======== Items

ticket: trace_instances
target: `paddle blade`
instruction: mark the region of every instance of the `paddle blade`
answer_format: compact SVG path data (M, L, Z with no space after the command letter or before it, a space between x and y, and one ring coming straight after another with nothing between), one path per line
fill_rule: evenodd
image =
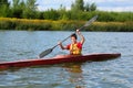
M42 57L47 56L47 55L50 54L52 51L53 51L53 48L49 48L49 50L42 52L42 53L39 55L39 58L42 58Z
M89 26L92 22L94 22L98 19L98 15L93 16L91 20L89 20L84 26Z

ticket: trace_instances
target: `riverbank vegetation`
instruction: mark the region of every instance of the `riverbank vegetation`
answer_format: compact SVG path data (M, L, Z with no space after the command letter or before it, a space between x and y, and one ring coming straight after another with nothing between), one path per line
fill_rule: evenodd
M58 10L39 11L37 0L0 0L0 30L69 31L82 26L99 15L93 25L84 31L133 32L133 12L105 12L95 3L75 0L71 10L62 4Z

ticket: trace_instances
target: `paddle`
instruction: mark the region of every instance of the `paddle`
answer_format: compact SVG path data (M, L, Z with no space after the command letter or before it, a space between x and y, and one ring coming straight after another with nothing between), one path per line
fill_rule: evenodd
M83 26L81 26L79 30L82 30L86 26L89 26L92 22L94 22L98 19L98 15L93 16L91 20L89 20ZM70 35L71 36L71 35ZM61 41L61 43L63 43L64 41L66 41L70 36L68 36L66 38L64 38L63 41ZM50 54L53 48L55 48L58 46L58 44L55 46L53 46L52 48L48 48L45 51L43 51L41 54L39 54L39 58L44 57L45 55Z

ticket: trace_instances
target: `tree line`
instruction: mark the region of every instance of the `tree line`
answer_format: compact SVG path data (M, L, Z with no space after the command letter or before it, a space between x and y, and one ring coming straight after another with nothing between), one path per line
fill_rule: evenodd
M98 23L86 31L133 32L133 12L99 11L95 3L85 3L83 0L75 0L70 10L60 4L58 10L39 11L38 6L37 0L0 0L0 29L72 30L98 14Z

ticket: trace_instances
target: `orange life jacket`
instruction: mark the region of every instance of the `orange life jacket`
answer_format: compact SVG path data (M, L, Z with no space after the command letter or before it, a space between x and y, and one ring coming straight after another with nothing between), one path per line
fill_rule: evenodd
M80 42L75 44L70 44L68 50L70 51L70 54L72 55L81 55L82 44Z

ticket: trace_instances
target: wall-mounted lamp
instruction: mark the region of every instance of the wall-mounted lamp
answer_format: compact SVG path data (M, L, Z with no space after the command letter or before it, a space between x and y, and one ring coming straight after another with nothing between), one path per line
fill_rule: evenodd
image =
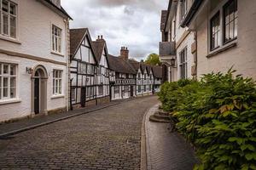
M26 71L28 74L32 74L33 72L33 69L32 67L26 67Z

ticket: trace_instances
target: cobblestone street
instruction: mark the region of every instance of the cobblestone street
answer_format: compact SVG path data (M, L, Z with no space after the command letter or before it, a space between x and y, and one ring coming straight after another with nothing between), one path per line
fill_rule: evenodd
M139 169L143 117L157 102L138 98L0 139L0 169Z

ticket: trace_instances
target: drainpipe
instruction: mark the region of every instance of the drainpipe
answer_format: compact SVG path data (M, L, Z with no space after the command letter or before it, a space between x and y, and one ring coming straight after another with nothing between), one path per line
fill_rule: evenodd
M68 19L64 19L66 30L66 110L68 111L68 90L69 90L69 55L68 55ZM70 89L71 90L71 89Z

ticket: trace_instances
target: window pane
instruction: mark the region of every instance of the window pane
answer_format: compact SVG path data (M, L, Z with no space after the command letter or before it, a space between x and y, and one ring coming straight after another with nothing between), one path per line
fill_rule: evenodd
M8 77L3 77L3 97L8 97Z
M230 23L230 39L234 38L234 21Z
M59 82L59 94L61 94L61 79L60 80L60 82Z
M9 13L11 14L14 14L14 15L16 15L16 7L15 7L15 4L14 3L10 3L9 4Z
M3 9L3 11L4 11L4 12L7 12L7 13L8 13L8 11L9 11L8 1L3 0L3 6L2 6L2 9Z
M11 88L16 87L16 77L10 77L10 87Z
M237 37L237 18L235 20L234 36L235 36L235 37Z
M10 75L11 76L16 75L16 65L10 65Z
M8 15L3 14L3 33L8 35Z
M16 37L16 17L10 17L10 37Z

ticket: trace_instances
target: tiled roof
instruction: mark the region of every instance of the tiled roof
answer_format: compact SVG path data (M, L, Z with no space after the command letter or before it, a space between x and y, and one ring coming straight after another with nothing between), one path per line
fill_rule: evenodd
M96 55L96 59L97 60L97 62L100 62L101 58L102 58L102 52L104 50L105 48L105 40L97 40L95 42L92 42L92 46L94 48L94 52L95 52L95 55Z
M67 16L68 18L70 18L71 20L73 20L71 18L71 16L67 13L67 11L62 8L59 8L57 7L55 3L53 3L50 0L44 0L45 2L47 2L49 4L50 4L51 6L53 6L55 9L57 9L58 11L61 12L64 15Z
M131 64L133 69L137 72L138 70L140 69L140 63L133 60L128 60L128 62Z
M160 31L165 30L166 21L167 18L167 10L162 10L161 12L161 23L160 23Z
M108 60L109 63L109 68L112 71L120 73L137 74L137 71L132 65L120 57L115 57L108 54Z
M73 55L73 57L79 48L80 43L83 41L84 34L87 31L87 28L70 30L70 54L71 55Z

================

[Stated exercise]: Update all of the rows above by replacing "evenodd" with "nonzero" everywhere it occurs, and keep every other character unchanged. Omit the pictures from the reproduced rows.

[Exercise answer]:
ticket: trace_instances
target: `paddle blade`
instruction: mark the region of every instance of the `paddle blade`
answer_format: compact SVG path data (M, L, Z with no space after the command letter or before it, a space between x and y, and one ring coming straight after another with nothing between), one path per line
fill_rule: nonzero
image =
M42 57L47 56L47 55L50 54L52 51L53 51L53 48L49 48L49 50L42 52L42 53L39 55L39 58L42 58Z
M89 26L92 22L94 22L98 19L98 15L93 16L91 20L89 20L84 26Z

ticket: trace_instances
target: `riverbank vegetation`
instruction: mark the region of every instance of the `riverbank vegetation`
answer_format: compact SVG path data (M, L, Z with no space after the command letter or before it, a space between x and y, and one ring coming straight after another with nothing between), one path per line
fill_rule: nonzero
M58 10L39 11L37 0L0 0L0 30L69 31L82 26L99 15L93 25L84 31L133 32L133 12L105 12L95 3L75 0L71 10L62 4Z

ticket: trace_instances
target: `paddle`
instruction: mark the region of every instance of the `paddle`
answer_format: compact SVG path data (M, L, Z with no space after the command letter or before it, a space between x and y, and one ring coming straight after another with nothing between), one path per line
fill_rule: nonzero
M83 26L81 26L79 30L82 30L86 26L89 26L92 22L94 22L98 19L98 15L93 16L91 20L89 20ZM70 35L71 36L71 35ZM61 41L61 43L63 43L64 41L66 41L70 36L68 36L66 38L64 38L63 41ZM50 54L53 48L55 48L58 46L58 44L55 46L53 46L52 48L48 48L45 51L43 51L41 54L39 54L39 58L44 57L45 55Z

ticket: trace_instances
target: `tree line`
instruction: mark the region of every instance of the `tree line`
answer_format: compact SVG path data (M, L, Z with no space after the command letter or before it, a space between x and y, and one ring coming straight after another with nothing between), one path per line
fill_rule: nonzero
M98 23L86 31L133 32L133 12L99 11L95 3L85 3L83 0L75 0L70 10L60 4L58 10L39 11L38 6L37 0L0 0L0 29L72 30L98 14Z

ticket: trace_instances
target: `orange life jacket`
instruction: mark the region of every instance of the `orange life jacket`
answer_format: compact SVG path data (M, L, Z with no space after the command letter or before it, a space between x and y, and one ring coming straight after another with nothing between), one path per line
fill_rule: nonzero
M80 42L75 44L70 44L68 50L70 51L70 54L72 55L81 55L82 44Z

ticket: trace_instances
target: wall-mounted lamp
instruction: mark the region of every instance of the wall-mounted lamp
answer_format: compact SVG path data (M, L, Z with no space after the command letter or before it, a space between x and y, and one ring coming straight after another with nothing between), one path per line
fill_rule: nonzero
image =
M26 71L28 74L32 74L33 72L33 69L32 67L26 67Z

ticket: trace_instances
target: cobblestone street
instruction: mark the region of every instance of the cobblestone street
answer_format: compact SVG path data (M, L, Z with no space after the command letter or before it, a space between x and y, and one ring coming straight after another with nothing between), one path per line
fill_rule: nonzero
M139 169L143 117L157 102L138 98L0 139L0 169Z

ticket: trace_instances
target: drainpipe
instruction: mark the region of every instance of the drainpipe
answer_format: compact SVG path data (M, L, Z with no space after the command letter or before it, a space between x and y, and one ring coming straight after another with nothing between), one path per line
fill_rule: nonzero
M68 19L64 19L66 30L66 110L68 111L68 90L69 90L69 55L68 55ZM70 89L71 90L71 89Z

ticket: trace_instances
target: window pane
instruction: mark the region of every instance of the window pane
answer_format: compact SVG path data (M, L, Z with no space after the command letter or before it, a space between x and y, and one ring coming straight after another with nothing between), one path per line
fill_rule: nonzero
M8 77L3 77L3 97L8 97Z
M230 23L230 39L234 38L234 21Z
M59 82L59 94L61 94L61 79L60 80L60 82Z
M9 13L11 14L14 14L14 15L16 15L16 7L15 7L15 4L14 3L10 3L9 4Z
M3 9L3 11L4 11L4 12L7 12L7 13L8 13L8 11L9 11L8 1L3 0L3 6L2 6L2 9Z
M11 88L16 87L16 77L10 77L10 87Z
M237 37L237 18L235 20L234 36L235 36L235 37Z
M10 75L11 76L16 75L16 65L10 65Z
M8 15L3 14L3 33L8 35Z
M16 37L16 17L10 17L10 37Z

ticket: trace_instances
target: tiled roof
instruction: mark the region of every instance of the tiled roof
answer_format: compact SVG path data (M, L, Z with no space after the command letter or before it, a space between x and y, and one ring coming straight after another with nothing between), one path per line
fill_rule: nonzero
M96 55L96 59L97 60L97 62L100 62L101 58L102 58L102 52L104 50L105 48L105 40L97 40L95 42L92 42L92 46L94 48L94 52L95 52L95 55Z
M67 16L68 18L70 18L71 20L73 20L71 18L71 16L67 13L67 11L62 8L59 8L57 7L55 3L53 3L50 0L44 0L45 2L47 2L49 4L50 4L51 6L53 6L55 9L57 9L58 11L61 12L64 15Z
M131 64L133 69L137 72L138 70L140 69L140 63L133 60L128 60L128 62Z
M160 31L165 30L166 21L167 18L167 10L162 10L161 12L161 23L160 23Z
M108 60L109 63L109 68L112 71L120 73L137 74L137 71L132 65L120 57L115 57L108 54Z
M73 55L73 57L79 48L80 43L83 41L84 34L87 31L87 28L70 30L70 54L71 55Z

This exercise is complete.